# start of Given records
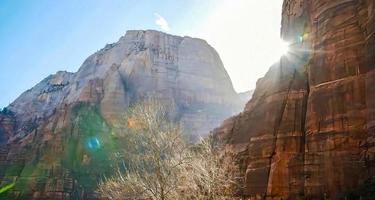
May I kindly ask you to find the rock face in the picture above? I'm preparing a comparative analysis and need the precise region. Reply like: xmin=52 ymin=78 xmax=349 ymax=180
xmin=0 ymin=31 xmax=242 ymax=199
xmin=215 ymin=0 xmax=375 ymax=199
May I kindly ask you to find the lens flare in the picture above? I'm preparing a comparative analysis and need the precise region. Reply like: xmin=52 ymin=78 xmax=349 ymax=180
xmin=87 ymin=137 xmax=100 ymax=150
xmin=275 ymin=39 xmax=290 ymax=57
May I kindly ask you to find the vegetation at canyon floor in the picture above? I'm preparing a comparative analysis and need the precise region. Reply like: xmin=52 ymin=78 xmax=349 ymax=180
xmin=97 ymin=98 xmax=239 ymax=200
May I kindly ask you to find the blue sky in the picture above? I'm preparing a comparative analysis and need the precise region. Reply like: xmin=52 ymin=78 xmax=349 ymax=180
xmin=0 ymin=0 xmax=281 ymax=107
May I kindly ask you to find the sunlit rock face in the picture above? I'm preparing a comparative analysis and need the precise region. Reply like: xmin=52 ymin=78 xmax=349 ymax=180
xmin=0 ymin=31 xmax=243 ymax=199
xmin=215 ymin=0 xmax=375 ymax=199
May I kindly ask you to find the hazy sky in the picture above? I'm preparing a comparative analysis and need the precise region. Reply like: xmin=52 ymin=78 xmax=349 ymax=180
xmin=0 ymin=0 xmax=282 ymax=107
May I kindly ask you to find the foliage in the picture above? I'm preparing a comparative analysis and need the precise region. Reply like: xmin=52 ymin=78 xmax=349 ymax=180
xmin=97 ymin=98 xmax=238 ymax=200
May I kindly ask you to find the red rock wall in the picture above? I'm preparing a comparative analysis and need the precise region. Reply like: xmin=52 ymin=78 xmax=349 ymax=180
xmin=216 ymin=0 xmax=375 ymax=199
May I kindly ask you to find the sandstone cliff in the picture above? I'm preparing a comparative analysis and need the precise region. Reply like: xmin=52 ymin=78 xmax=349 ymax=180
xmin=0 ymin=30 xmax=242 ymax=199
xmin=215 ymin=0 xmax=375 ymax=199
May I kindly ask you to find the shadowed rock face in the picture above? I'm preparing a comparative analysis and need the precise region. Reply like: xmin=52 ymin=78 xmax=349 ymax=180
xmin=0 ymin=31 xmax=242 ymax=199
xmin=215 ymin=0 xmax=375 ymax=199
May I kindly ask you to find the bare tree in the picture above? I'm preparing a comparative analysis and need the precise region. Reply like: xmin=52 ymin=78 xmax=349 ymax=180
xmin=186 ymin=134 xmax=236 ymax=200
xmin=97 ymin=98 xmax=191 ymax=200
xmin=97 ymin=98 xmax=239 ymax=200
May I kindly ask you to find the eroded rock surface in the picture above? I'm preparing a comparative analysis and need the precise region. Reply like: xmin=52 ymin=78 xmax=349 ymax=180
xmin=0 ymin=30 xmax=242 ymax=199
xmin=215 ymin=0 xmax=375 ymax=199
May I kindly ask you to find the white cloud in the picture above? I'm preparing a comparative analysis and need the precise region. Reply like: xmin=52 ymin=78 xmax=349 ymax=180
xmin=188 ymin=0 xmax=283 ymax=92
xmin=155 ymin=13 xmax=170 ymax=31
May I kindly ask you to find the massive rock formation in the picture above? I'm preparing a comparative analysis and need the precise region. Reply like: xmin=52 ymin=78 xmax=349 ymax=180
xmin=0 ymin=31 xmax=242 ymax=199
xmin=215 ymin=0 xmax=375 ymax=199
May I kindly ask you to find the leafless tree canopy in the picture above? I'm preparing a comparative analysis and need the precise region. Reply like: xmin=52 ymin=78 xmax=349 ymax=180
xmin=97 ymin=98 xmax=238 ymax=200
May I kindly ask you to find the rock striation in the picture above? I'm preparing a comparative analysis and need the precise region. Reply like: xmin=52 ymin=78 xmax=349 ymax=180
xmin=214 ymin=0 xmax=375 ymax=199
xmin=0 ymin=30 xmax=242 ymax=199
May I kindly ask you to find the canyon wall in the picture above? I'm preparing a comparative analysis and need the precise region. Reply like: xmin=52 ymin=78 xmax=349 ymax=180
xmin=0 ymin=30 xmax=243 ymax=199
xmin=214 ymin=0 xmax=375 ymax=199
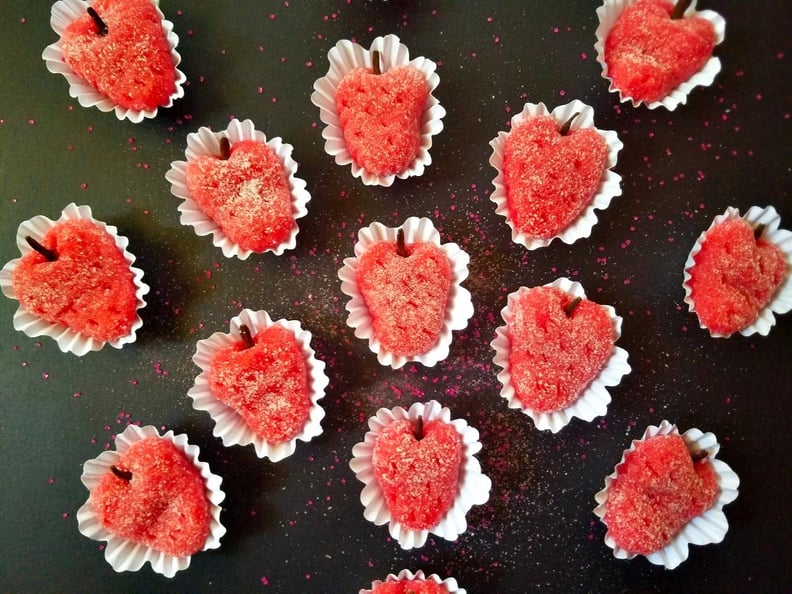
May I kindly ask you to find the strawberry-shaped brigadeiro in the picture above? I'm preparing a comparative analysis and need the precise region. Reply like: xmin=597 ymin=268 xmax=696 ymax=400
xmin=507 ymin=286 xmax=615 ymax=413
xmin=687 ymin=217 xmax=789 ymax=336
xmin=604 ymin=0 xmax=717 ymax=103
xmin=90 ymin=437 xmax=211 ymax=557
xmin=61 ymin=0 xmax=177 ymax=111
xmin=503 ymin=115 xmax=610 ymax=239
xmin=357 ymin=229 xmax=452 ymax=356
xmin=335 ymin=51 xmax=429 ymax=176
xmin=13 ymin=220 xmax=138 ymax=341
xmin=603 ymin=434 xmax=719 ymax=555
xmin=209 ymin=324 xmax=311 ymax=443
xmin=371 ymin=417 xmax=463 ymax=530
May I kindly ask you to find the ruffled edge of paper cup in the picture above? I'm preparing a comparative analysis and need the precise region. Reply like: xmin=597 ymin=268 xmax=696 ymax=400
xmin=594 ymin=0 xmax=726 ymax=111
xmin=349 ymin=400 xmax=492 ymax=550
xmin=77 ymin=425 xmax=226 ymax=578
xmin=489 ymin=99 xmax=624 ymax=250
xmin=311 ymin=34 xmax=446 ymax=186
xmin=165 ymin=119 xmax=311 ymax=260
xmin=594 ymin=420 xmax=740 ymax=569
xmin=358 ymin=569 xmax=467 ymax=594
xmin=682 ymin=206 xmax=792 ymax=338
xmin=490 ymin=277 xmax=631 ymax=433
xmin=41 ymin=0 xmax=187 ymax=124
xmin=338 ymin=217 xmax=473 ymax=369
xmin=0 ymin=202 xmax=149 ymax=357
xmin=187 ymin=309 xmax=329 ymax=462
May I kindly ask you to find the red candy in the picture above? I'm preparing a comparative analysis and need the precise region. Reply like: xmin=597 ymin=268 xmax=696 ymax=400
xmin=91 ymin=437 xmax=211 ymax=557
xmin=61 ymin=0 xmax=176 ymax=111
xmin=186 ymin=140 xmax=295 ymax=252
xmin=372 ymin=419 xmax=462 ymax=530
xmin=688 ymin=219 xmax=788 ymax=336
xmin=209 ymin=325 xmax=311 ymax=443
xmin=604 ymin=434 xmax=719 ymax=555
xmin=605 ymin=0 xmax=716 ymax=103
xmin=13 ymin=220 xmax=137 ymax=341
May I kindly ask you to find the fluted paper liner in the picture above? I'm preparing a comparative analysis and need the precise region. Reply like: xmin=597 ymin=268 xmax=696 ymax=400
xmin=358 ymin=569 xmax=467 ymax=594
xmin=338 ymin=217 xmax=473 ymax=369
xmin=594 ymin=0 xmax=726 ymax=111
xmin=311 ymin=35 xmax=446 ymax=186
xmin=682 ymin=206 xmax=792 ymax=338
xmin=489 ymin=99 xmax=623 ymax=250
xmin=0 ymin=202 xmax=149 ymax=357
xmin=349 ymin=400 xmax=492 ymax=549
xmin=491 ymin=277 xmax=630 ymax=433
xmin=594 ymin=420 xmax=740 ymax=569
xmin=187 ymin=309 xmax=329 ymax=462
xmin=41 ymin=0 xmax=187 ymax=124
xmin=77 ymin=425 xmax=226 ymax=578
xmin=165 ymin=119 xmax=311 ymax=260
# end of Given records
Problem requirements: Show every line of the records above that contains the word "paper", treating uppercase and lowercase as different.

Result:
May I kindly ask you to find the ruffled edge of paper cup in the picture above? I'm preparing a comparative analysis and need the precise region. Reply like: xmin=597 ymin=268 xmax=696 ymax=400
May I kindly ask you to find the fluted paper liner in the picture above? I'm preparing a comparative analysis and need the precise region. Reply like: xmin=597 ymin=268 xmax=696 ymax=400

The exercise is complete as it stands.